# Big brown spot in eye?



## natisha (Jan 11, 2011)

Is that new or changing at all?


----------



## Elizabeth Bowers (Jan 26, 2012)

natisha said:


> Is that new or changing at all?


I noticed it when i bought her, and i didn't think anything of it, until i started riding her. It hasn't changed, but it seems to disappear when her pupil dilates in the evening or early dusk. I think just where it's at it may be affecting her vision or something. :?


----------



## DriftingShadow (Jun 4, 2012)

I would probably have the vet out to look at it, because I dont mess around with eyes. Thats just me though. I used to be the wait and see type of person but both of my horses have cured me of that. You can always send your vet a photo and ask


----------



## Trinity3205 (Dec 21, 2010)

I would also have a vet look at it. ASAP.


----------



## Elizabeth Bowers (Jan 26, 2012)

I'll give her a call today, and see what she thinks, and maybe later this week or next week have her come up depending on her schedule.  She'll be coming up to give my colt his shots anyway...


----------



## smrobs (Jul 30, 2008)

I think what you're talking about is called the corpora *****. That little blobby looking thing that's sort of over the top of their pupil? It has something to do with protecting their eye from sunlight.

Of course, if it seems like she's having sight issues on that side, have it checked out, but it's perfectly normal for a horse to have those and they can vary in size from really small to really huge.


----------



## Trinity3205 (Dec 21, 2010)

I see an actual brown spot on the lens in this photo myself. That is not normal.


----------



## Elizabeth Bowers (Jan 26, 2012)

smrobs said:


> I think what you're talking about is called the corpora *****. That little blobby looking thing that's sort of over the top of their pupil? It has something to do with protecting their eye from sunlight.
> 
> Of course, if it seems like she's having sight issues on that side, have it checked out, but it's perfectly normal for a horse to have those and they can vary in size from really small to really huge.


That's what it is!! Thank you Smrobs!. I know they are normal, but i'v never seen one this big before, she has 2 or 3 smaller ones in her left eye, and they don't seem to infringe on her vision. I just noticed she spooked a good bit on her right side, and thought that it may have something to do with it. And yes she is rather sensitive on very bright sunny days.


----------



## LovesMyDunnBoy (Aug 11, 2011)

Elizabeth Bowers said:


> That's what it is!! Thank you Smrobs!. I know they are normal, but i'v never seen one this big before, she has 2 or 3 smaller ones in her left eye, and they don't seem to infringe on her vision. I just noticed she spooked a good bit on her right side, and thought that it may have something to do with it. And yes she is rather sensitive on very bright sunny days.


That could also explain why it seems to go away when there's low light outside, no need for it!
_Posted via Mobile Device_


----------



## beau159 (Oct 4, 2010)

Trinity3205 said:


> I see an actual brown spot on the lens in this photo myself. That is not normal.

##############################

■ **Exercise requirements**
Retype the part of the "Big brown spot in eye?" thread starting with "I'll give her" and going on through "(Jul 30, 2008)". You won't need any of the entries that come next.

##############################

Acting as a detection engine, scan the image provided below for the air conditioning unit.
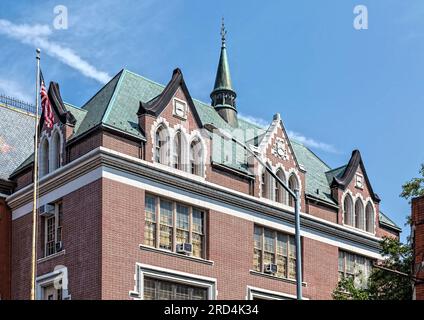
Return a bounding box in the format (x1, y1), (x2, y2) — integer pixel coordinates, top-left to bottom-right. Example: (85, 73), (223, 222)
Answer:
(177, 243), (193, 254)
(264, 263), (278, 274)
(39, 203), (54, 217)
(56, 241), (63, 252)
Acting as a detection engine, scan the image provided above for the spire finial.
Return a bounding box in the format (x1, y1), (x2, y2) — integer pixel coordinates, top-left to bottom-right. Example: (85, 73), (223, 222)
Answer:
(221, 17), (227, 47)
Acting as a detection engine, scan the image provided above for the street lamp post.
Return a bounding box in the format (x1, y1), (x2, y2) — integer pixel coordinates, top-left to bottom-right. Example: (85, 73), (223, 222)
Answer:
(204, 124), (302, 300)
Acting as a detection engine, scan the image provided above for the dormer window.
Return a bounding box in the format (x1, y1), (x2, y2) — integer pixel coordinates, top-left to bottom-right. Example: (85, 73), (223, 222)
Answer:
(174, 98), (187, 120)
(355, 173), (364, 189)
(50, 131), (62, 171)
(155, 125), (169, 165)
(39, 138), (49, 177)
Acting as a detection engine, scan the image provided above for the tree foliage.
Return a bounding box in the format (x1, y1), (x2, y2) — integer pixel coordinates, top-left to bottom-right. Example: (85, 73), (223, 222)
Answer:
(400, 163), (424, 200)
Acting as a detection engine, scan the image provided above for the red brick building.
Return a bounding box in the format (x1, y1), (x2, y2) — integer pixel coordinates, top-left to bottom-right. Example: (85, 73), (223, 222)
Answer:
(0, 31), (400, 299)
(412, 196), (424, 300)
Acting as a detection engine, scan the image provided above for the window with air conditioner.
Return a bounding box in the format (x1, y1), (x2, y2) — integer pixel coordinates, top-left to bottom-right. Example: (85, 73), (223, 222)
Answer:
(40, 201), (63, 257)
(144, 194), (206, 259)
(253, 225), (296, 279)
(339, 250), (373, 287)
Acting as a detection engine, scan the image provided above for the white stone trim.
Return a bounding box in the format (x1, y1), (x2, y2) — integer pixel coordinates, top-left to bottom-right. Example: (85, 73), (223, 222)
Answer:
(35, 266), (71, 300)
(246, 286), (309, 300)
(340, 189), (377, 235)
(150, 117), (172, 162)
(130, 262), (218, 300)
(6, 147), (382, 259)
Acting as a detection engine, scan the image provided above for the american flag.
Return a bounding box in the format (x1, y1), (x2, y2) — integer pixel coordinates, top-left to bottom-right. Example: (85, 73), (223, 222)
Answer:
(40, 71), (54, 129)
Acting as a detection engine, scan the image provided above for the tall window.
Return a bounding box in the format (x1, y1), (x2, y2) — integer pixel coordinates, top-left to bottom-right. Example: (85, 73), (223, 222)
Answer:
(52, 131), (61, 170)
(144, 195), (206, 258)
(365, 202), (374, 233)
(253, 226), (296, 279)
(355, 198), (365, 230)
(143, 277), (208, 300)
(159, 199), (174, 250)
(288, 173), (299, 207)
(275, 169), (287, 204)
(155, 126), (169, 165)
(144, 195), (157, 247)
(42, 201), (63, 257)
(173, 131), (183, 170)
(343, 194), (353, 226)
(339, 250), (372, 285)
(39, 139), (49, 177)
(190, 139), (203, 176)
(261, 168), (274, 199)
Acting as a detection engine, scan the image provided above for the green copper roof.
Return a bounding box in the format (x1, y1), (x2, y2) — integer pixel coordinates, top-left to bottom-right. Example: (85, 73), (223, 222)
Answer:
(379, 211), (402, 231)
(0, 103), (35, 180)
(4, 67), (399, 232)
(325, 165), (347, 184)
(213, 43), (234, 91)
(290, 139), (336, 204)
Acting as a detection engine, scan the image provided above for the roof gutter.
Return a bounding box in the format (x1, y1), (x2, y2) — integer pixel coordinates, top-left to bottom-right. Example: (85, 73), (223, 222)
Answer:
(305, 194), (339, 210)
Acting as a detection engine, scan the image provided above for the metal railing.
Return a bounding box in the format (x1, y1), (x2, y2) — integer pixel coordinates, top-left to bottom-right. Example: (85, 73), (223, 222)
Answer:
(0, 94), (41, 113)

##############################

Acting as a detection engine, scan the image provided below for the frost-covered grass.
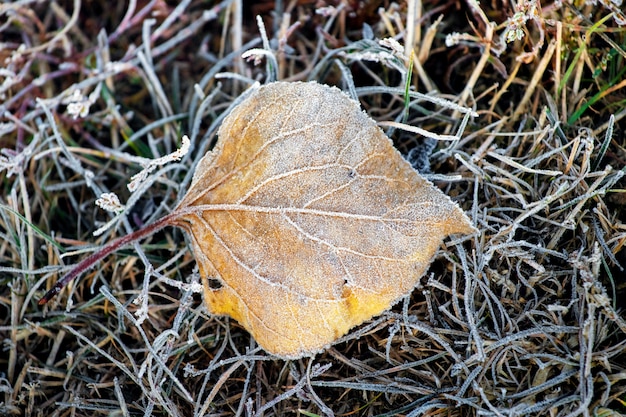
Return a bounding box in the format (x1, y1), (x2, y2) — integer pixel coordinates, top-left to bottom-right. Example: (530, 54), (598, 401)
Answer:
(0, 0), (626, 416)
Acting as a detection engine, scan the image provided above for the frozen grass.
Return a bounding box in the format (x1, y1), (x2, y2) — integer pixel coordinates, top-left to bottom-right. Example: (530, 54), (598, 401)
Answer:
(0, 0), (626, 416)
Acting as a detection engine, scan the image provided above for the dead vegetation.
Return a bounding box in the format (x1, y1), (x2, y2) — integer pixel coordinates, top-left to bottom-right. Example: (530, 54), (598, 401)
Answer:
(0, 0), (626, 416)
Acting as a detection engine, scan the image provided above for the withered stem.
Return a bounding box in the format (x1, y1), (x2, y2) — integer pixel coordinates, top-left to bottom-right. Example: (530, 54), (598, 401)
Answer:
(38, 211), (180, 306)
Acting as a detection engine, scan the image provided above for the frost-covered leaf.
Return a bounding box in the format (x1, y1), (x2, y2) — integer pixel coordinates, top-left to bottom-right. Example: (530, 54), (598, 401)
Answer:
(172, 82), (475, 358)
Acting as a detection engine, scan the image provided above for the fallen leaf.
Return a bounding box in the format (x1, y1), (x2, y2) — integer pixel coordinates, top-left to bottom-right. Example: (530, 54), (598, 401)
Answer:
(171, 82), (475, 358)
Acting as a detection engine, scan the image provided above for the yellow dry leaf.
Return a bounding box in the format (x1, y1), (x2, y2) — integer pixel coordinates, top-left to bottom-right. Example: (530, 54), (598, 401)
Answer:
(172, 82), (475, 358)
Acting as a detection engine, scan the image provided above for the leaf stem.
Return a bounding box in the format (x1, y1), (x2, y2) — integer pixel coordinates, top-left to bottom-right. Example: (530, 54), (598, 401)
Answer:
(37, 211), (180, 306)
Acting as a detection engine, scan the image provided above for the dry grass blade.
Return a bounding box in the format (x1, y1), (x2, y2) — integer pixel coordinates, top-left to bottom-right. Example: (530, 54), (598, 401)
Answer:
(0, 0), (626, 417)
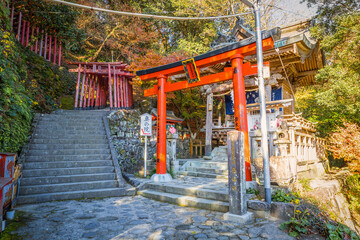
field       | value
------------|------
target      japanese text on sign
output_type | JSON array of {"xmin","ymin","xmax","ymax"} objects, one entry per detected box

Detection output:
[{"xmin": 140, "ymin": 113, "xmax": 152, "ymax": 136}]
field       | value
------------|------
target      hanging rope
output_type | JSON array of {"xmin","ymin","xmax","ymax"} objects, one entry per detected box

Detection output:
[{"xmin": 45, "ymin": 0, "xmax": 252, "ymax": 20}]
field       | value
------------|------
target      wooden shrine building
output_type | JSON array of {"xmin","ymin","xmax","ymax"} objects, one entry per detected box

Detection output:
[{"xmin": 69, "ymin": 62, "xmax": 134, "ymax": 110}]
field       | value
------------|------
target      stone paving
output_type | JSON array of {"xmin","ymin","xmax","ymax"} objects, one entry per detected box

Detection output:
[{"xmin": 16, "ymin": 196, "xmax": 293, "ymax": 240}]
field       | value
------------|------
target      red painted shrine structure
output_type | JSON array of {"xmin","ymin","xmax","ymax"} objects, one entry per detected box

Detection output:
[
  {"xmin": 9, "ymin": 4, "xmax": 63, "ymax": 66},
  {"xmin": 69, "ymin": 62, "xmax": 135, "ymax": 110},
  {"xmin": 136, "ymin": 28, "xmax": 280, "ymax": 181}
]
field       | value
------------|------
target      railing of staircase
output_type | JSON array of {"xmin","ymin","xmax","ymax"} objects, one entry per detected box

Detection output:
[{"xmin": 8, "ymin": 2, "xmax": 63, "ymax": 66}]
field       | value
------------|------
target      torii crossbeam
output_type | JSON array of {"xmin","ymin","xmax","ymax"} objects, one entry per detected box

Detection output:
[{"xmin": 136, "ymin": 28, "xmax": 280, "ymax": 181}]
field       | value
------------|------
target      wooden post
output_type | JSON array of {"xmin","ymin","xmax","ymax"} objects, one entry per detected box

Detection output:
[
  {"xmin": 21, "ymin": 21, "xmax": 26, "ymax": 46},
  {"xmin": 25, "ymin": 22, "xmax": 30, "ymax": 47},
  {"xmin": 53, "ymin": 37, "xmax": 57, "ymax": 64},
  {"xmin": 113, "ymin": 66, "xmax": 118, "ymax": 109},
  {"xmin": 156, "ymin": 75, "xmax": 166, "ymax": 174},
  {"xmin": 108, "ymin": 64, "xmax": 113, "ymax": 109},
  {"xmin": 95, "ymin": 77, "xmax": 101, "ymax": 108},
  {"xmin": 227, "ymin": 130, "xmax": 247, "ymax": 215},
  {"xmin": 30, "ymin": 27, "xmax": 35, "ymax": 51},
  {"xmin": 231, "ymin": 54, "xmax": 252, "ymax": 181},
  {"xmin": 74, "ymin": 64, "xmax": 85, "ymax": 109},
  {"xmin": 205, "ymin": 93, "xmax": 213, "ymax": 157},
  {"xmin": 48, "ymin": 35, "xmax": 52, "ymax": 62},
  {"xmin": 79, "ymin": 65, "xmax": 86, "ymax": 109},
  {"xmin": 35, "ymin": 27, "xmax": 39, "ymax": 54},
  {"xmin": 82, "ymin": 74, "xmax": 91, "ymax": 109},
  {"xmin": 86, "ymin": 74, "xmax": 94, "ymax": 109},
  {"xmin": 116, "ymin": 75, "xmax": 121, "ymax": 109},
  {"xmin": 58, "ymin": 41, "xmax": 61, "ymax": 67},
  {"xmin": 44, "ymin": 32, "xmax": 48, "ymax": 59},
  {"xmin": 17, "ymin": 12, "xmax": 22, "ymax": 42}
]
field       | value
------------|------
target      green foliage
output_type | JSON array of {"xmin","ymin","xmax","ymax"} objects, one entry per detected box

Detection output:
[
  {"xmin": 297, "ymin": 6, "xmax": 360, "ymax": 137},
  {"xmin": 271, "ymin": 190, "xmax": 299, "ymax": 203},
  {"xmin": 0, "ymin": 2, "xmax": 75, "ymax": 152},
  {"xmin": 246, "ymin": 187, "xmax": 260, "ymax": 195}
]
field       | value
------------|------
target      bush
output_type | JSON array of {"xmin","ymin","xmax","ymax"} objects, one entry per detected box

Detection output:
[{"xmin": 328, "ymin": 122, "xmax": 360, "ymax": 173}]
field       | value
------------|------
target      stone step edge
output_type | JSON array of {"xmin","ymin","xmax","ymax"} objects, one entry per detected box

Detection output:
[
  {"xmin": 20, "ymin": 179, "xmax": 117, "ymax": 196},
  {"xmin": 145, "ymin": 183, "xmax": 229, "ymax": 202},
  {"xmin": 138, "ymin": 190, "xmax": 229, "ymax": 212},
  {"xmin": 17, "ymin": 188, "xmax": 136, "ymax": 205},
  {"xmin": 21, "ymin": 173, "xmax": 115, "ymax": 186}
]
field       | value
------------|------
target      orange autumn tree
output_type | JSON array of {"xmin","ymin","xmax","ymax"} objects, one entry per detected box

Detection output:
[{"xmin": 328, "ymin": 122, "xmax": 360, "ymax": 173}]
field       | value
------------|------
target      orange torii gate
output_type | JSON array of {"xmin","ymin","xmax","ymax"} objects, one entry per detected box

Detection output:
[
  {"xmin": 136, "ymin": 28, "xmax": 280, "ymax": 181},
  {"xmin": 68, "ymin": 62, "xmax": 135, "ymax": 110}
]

##############################

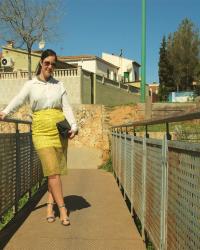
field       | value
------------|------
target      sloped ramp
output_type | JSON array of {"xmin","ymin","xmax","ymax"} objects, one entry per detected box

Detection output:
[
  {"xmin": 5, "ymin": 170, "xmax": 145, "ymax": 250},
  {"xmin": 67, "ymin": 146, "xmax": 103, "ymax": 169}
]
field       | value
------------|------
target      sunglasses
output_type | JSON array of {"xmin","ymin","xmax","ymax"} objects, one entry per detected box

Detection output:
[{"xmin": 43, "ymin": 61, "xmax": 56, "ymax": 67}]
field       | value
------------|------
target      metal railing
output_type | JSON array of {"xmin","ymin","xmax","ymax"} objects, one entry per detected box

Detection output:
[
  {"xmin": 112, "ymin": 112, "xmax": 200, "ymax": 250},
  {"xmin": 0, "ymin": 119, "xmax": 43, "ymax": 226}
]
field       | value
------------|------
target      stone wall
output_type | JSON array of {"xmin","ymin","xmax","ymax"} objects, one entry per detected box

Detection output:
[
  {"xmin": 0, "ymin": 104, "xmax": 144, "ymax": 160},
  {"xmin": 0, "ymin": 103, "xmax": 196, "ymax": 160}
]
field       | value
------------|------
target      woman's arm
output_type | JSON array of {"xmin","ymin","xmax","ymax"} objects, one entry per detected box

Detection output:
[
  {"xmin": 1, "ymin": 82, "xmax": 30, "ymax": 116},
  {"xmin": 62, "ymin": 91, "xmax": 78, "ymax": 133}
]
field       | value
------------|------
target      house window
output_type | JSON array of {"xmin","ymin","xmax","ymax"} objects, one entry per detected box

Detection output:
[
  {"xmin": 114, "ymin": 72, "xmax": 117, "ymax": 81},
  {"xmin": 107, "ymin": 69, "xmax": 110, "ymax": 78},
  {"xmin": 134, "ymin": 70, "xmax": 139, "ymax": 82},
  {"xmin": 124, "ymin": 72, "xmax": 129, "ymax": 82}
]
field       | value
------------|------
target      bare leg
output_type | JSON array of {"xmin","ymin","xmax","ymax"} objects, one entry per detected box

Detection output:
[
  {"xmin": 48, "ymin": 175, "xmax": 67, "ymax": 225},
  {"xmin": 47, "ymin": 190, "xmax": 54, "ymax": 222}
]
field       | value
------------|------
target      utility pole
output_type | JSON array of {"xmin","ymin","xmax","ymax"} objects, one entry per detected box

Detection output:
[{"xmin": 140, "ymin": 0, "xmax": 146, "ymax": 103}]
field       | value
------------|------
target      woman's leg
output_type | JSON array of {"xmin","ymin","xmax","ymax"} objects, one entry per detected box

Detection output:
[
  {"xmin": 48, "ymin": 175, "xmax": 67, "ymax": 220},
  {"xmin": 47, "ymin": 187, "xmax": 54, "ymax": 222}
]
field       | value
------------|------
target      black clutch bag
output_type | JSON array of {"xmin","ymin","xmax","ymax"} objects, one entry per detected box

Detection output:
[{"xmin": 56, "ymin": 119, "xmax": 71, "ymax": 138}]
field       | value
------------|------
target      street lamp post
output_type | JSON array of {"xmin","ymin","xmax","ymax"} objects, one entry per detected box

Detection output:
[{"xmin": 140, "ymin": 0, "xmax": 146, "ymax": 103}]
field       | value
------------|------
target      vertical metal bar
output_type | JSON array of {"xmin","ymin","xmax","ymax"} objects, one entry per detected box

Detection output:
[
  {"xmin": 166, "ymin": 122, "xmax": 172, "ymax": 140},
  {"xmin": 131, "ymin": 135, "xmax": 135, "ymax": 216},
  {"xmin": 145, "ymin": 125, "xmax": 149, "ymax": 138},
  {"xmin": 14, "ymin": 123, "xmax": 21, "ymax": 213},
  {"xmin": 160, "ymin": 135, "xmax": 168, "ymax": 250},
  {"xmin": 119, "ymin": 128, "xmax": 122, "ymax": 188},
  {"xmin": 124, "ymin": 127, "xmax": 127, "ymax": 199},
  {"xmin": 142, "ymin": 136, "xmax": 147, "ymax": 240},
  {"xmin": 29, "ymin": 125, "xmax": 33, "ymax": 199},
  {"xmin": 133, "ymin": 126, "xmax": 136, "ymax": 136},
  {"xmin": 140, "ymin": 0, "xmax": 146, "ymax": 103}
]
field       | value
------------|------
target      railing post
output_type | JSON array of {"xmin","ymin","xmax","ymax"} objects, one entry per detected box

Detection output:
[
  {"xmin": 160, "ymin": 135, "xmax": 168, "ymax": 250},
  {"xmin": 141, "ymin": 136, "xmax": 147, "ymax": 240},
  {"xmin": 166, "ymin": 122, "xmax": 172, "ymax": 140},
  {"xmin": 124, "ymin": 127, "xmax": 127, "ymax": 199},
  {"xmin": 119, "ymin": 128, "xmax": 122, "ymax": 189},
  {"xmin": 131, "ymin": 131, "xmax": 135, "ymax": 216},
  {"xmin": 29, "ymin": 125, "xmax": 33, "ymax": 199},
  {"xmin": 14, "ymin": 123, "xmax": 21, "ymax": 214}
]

##############################

■ **Task result**
I'll give her a call today, and see what she thinks, and maybe later this week or next week have her come up depending on her schedule.  She'll be coming up to give my colt his shots anyway...


----------



## smrobs (Jul 30, 2008)